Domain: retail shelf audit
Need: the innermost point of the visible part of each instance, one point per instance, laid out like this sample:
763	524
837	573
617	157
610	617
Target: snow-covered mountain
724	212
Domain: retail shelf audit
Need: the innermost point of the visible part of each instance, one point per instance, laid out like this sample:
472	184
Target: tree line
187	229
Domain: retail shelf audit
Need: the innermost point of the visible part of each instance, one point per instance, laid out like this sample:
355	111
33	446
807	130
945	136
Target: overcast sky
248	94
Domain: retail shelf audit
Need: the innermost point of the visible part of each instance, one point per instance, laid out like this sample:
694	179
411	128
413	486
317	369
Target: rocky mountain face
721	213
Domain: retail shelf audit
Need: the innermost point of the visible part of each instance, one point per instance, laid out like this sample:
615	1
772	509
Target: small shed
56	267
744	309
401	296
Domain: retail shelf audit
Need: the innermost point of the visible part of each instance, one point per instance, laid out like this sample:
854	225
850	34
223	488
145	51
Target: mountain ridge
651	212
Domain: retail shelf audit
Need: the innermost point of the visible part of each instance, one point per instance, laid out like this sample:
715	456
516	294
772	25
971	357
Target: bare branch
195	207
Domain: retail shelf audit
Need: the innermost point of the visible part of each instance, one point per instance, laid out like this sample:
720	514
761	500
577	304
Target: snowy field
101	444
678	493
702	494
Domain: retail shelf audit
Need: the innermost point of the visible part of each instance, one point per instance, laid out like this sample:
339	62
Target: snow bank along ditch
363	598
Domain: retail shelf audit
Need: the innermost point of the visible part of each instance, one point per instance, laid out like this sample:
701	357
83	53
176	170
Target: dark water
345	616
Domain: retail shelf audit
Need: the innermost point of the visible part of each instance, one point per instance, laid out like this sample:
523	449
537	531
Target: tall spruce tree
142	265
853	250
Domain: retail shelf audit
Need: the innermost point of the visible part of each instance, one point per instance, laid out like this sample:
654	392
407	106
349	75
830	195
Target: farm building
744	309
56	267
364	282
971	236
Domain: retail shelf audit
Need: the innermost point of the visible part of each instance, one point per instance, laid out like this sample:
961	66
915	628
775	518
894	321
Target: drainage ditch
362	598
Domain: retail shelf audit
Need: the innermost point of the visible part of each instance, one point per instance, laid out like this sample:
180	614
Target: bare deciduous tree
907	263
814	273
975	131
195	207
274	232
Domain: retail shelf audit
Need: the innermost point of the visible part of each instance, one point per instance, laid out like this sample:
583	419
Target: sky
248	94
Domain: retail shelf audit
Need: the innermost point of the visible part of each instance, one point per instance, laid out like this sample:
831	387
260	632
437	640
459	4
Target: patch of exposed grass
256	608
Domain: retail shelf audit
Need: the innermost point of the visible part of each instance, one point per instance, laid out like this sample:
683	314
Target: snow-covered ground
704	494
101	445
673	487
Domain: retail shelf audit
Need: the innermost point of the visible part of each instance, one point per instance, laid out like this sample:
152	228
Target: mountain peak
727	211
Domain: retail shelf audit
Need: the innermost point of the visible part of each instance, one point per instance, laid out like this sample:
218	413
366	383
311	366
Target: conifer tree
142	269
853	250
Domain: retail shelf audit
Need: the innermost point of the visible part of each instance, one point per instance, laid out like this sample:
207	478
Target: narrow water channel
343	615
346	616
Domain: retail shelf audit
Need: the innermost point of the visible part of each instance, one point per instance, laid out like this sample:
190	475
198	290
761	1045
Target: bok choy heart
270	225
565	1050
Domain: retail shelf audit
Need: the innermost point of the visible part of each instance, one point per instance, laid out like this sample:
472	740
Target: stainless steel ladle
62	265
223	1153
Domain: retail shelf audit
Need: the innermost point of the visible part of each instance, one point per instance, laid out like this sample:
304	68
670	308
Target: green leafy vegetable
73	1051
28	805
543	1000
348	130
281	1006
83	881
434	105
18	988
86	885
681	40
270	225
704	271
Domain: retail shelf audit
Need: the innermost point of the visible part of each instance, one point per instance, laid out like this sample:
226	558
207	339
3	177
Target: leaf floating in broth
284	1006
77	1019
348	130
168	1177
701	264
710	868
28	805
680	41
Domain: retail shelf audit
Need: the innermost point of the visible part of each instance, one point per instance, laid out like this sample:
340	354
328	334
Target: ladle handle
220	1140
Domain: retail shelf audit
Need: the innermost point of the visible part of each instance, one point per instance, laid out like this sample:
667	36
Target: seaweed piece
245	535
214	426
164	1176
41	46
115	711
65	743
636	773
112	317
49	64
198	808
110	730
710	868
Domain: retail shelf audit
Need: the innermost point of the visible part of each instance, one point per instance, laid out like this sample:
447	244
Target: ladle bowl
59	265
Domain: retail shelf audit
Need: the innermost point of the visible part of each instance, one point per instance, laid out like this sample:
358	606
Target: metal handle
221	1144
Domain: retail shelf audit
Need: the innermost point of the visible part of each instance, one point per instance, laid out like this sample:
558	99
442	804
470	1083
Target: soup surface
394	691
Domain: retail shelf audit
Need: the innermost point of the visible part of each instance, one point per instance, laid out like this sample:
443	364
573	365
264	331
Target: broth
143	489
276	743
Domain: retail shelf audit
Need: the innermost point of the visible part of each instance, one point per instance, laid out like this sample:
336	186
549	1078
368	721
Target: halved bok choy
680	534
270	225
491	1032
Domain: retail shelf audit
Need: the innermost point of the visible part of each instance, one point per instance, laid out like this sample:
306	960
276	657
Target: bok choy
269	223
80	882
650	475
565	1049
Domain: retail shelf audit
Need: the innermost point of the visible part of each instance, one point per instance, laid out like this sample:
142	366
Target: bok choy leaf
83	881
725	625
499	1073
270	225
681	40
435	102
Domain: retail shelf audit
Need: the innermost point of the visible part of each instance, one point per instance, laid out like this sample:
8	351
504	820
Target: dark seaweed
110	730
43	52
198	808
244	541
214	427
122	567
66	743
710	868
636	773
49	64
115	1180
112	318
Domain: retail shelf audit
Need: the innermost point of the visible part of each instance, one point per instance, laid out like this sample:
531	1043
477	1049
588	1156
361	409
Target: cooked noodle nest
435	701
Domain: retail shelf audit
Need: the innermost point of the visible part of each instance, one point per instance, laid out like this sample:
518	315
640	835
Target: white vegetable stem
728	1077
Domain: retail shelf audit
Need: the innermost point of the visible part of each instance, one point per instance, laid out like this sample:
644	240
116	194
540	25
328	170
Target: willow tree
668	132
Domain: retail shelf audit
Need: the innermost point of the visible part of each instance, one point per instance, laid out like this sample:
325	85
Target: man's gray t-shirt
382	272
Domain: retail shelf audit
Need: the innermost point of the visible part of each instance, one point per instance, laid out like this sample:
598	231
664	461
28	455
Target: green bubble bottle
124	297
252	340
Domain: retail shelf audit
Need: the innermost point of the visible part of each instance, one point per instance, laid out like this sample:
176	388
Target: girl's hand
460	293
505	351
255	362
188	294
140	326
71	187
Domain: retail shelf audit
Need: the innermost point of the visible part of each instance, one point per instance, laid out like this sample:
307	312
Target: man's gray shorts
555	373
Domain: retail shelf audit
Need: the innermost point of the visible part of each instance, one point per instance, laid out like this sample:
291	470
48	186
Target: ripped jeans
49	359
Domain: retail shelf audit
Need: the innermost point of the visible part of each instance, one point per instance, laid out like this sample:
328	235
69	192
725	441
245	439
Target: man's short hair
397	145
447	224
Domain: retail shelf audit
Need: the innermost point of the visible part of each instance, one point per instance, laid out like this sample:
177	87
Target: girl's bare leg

# # #

▶ _TASK OBJECTIVE_:
Restate every line of the data word for word.

▶ _WRITTEN SOLUTION_:
Domain: retail shelf audit
Need: the innermost point of the visible part of each instance, one point per instance, laid out like this sample:
763	524
837	573
617	157
610	617
Target: snow-covered mountain
724	212
Domain: retail shelf audit
Need: the innermost point of the visible part of each instance, one point per instance, laid out like this sample:
472	184
Target: tree line
187	229
Domain: retail shelf audit
Need: the innermost point of the visible part of each instance, one point per instance, laid out like this sample:
355	111
33	446
807	130
945	136
Target: overcast sky
248	94
Domain: retail shelf audit
Need: the innermost point of the visible part of each instance, one point per instance, laid out like this sample:
694	179
411	128
413	486
317	369
Target: rocky mountain face
721	213
Domain: retail shelf audit
Need: the innermost point of the visible part of each instance, one point per instance, laid out like this sample:
615	1
772	509
Target: small shed
56	267
744	309
401	296
Domain: retail shelf audit
Need: the innermost point of the visible part of each instance, one point per instance, laid out like this sample:
854	225
850	34
223	488
145	51
Target: mountain ridge
651	212
Domain: retail shelf audit
Need: the innermost point of the visible part of each instance, one point per instance, laid out like this sample:
715	456
516	294
772	25
971	357
Target: bare branch
195	207
Domain: retail shelf audit
Need: the innermost point of the visible part of each instance, one point per instance, laid out like this sample:
720	514
761	500
577	304
Target: snowy field
101	444
678	493
702	494
Domain: retail shelf audit
Need: the innermost point of the visible part of each instance, one point per instance, laid out like this sample:
339	62
Target: snow bank along ditch
363	598
Domain: retail shelf audit
Need: the innermost point of the visible part of each instance, one point per instance, laid out like this sample:
701	357
83	53
176	170
Target: dark water
345	616
Domain: retail shelf audit
Need: the innermost point of the visible part of each instance, one point per instance, laid out like this sample:
523	449
537	531
Target: tall spruce tree
142	265
853	250
Domain: retail shelf audit
Need: the innermost point of the visible part of each instance, one point per instance, laid out like this sample:
654	392
407	106
349	75
830	195
Target: farm building
744	309
56	267
364	282
971	236
Domain: retail shelf audit
Need: the innermost point of the visible part of each instance, one point per instance, laid out like this sample:
961	66
915	628
775	518
894	321
Target: drainage ditch
362	598
Domain: retail shelf audit
Need: the innermost point of the visible part of each instance, one point per instance, laid out like this sample:
180	614
Target: bare deciduous tree
907	263
814	273
975	131
195	207
274	232
Domain: retail shelf audit
Need: the innermost point of the visible part of each instance, one point per instance, laid out like this sample:
583	419
Target: sky
248	94
Domain: retail shelf audit
Need: the innermost point of the visible part of each instance, one point per instance, laid out like this sample:
831	387
260	632
437	640
459	4
Target: patch of exposed grass
256	608
Domain: retail shelf audit
Need: the innermost point of the visible part of each instance, one point per instance, laid out like this sample:
683	314
Target: snow-covered ground
704	494
101	445
673	487
Domain: retail shelf audit
Need: the innermost point of the visible part of each instance, one point per instance, laid out like this sample:
152	228
Target: mountain peak
727	211
Domain: retail shelf audit
Need: the innermost point of the visible part of each instance, one point per instance, laid out like this sample:
218	413
366	383
311	366
Target: conifer tree
142	269
853	250
Domain: retail shelf audit
Need: the innermost point of the visible part of each instance, one point per instance, laid out like this sample:
207	478
Target: narrow water channel
343	615
346	616
Domain: retail shelf audit
Need: the innermost point of the visible part of each instance, one point per instance, laid out like this sample:
190	475
198	290
761	1045
Target: bok choy heart
270	225
565	1050
Domain: retail shelf audit
Need: the innermost point of the visible part of each instance, one point per instance, laid out like this sample:
472	740
Target: stainless steel ladle
62	265
223	1153
Domain: retail shelf audit
Need: the innermost point of the visible part of each instance, one point per instance, laid out like this sample:
304	68
670	308
Target: green leafy vegetable
73	1051
28	805
543	1000
348	130
281	1006
83	881
434	105
18	988
86	885
681	40
270	225
704	271
Domain: retail shelf audit
Need: the innermost point of the visible part of each instance, one point per instance, laid out like this sample:
226	558
207	339
3	177
Target: leaf floating in broth
284	1006
77	1019
348	130
168	1177
701	264
710	868
28	805
680	41
Domain: retail shelf audit
Need: the innermost point of the visible part of each instance, one point per instance, laid out like this sample:
340	354
328	334
Target: ladle handle
220	1140
Domain: retail shelf audit
Need: the innermost point of the visible part of each instance, one point per instance, laid out like this sample:
667	36
Target: seaweed piece
245	535
214	426
164	1176
41	46
115	711
65	743
636	773
112	317
49	64
198	808
110	730
710	868
Domain: retail shelf audit
Need: the innermost point of the visible part of each instance, one point per instance, laid out like this sample:
447	244
Target: ladle bowl
59	265
Domain: retail shelf audit
Need: the innermost point of the visible part of each instance, one point per instance, laid out like this sample:
358	606
Target: metal handle
221	1144
Domain: retail shelf audit
Need: the innermost point of the visible part of each instance, one point per instance, laid out like this sample:
558	99
442	804
470	1083
Target: soup surface
394	691
Domain: retail shelf audit
Need: the innermost point of the visible part of each instance, one point per instance, laid out like this sample:
443	364
573	365
264	331
Target: broth
143	489
276	743
Domain: retail shelf audit
Need: the innermost point of the visible part of each instance, one point per instance, laid out like this sample:
336	186
549	1078
368	721
Target: halved bok choy
680	534
270	225
491	1032
Domain: retail shelf audit
Need: the innermost point of the visible part of each instance, one point per instance, laid out like this sample:
306	960
276	657
Target: bok choy
269	223
80	882
650	475
565	1049
Domain: retail shelf audit
Need: the innermost point of the visible part of each instance, one point per instance, laid out like this sample:
142	366
Target: bok choy leaf
83	881
725	625
499	1073
270	225
681	40
435	102
Domain: retail shelf audit
Need: the innermost point of the visible part of each instance, one point per instance, laid out like this sample:
8	351
504	820
Target: dark seaweed
110	730
43	52
198	808
244	541
214	427
122	567
66	743
710	868
636	773
49	64
115	1180
112	318
Domain: retail shelf audit
Need: the innermost point of the visible part of each instance, one point per instance, laid out like this sample:
531	1043
477	1049
588	1156
361	409
Target: cooked noodle nest
435	701
Domain: retail shelf audit
Need: the innermost point of the visible part of each instance, one point per instance, laid out like this sample:
518	315
640	835
Target: white vegetable stem
728	1077
Domain: retail shelf audit
Need: the innermost point of the visible part of each instance, one point per instance, laid out like this sample:
644	240
116	194
540	25
328	170
Target: willow tree
668	132
Domain: retail shelf audit
Need: the innermost point of the visible part of each instance, one point per instance, laid out like this sample:
325	85
Target: man's gray t-shirt
382	272
Domain: retail shelf audit
Need: the innermost point of the visible part of each instance, one point per instance, laid out like this sample:
598	231
664	461
28	455
Target: green bubble bottle
124	297
252	340
Domain: retail shelf audit
Need: the innermost point of the visible part of each instance, one point per instance, laid out like this sample:
176	388
Target: girl's hand
460	293
505	351
255	362
188	294
140	326
71	187
Domain: retail shelf audit
Need: the innermost point of the visible part of each instance, one point per instance, laid out like this sample:
307	312
Target: man's gray shorts
555	373
Domain: retail shelf audit
Need: the innermost point of the visible part of each instance, one point per instance, laid out like this sample:
291	470
48	186
Target: ripped jeans
49	359
Domain: retail shelf audit
Need: the innermost point of the visible part of each instance, one point per instance, laid out like this sample:
328	235
69	192
725	441
245	439
Target: man's short hair
397	145
447	224
Domain: retail shelf audit
Need: the innermost point of the visible part of each instance, one point per instance, laid out like this sample:
177	87
Target: girl's bare leg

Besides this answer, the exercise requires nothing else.